DATA RECORDS:
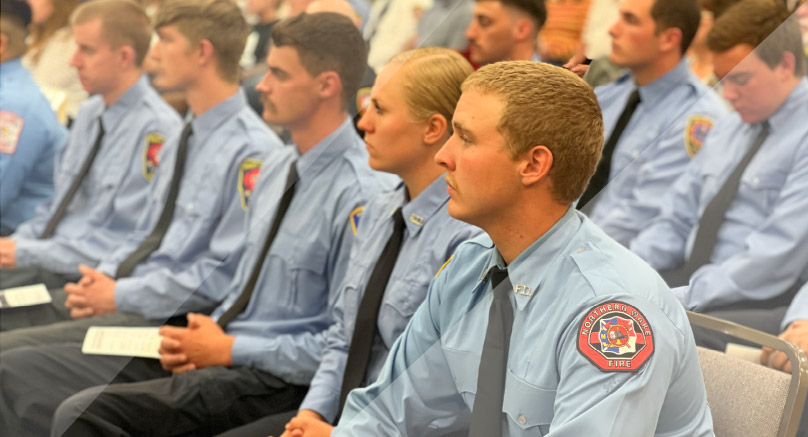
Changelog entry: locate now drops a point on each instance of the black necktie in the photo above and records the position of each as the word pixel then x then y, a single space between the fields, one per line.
pixel 365 328
pixel 74 186
pixel 155 238
pixel 601 176
pixel 486 416
pixel 715 211
pixel 244 298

TO BE DONE:
Pull every line of text from the records above and reproduce it word for word, leaving out the pictures.

RESPONSE TO THIS TASK:
Changelog entry: locate now drops a point on each instance of the black necktie in the photo above and records the position of each as the word pixel then x then y, a single space between the fields, one per line.
pixel 365 328
pixel 74 186
pixel 155 238
pixel 601 176
pixel 486 416
pixel 715 211
pixel 244 298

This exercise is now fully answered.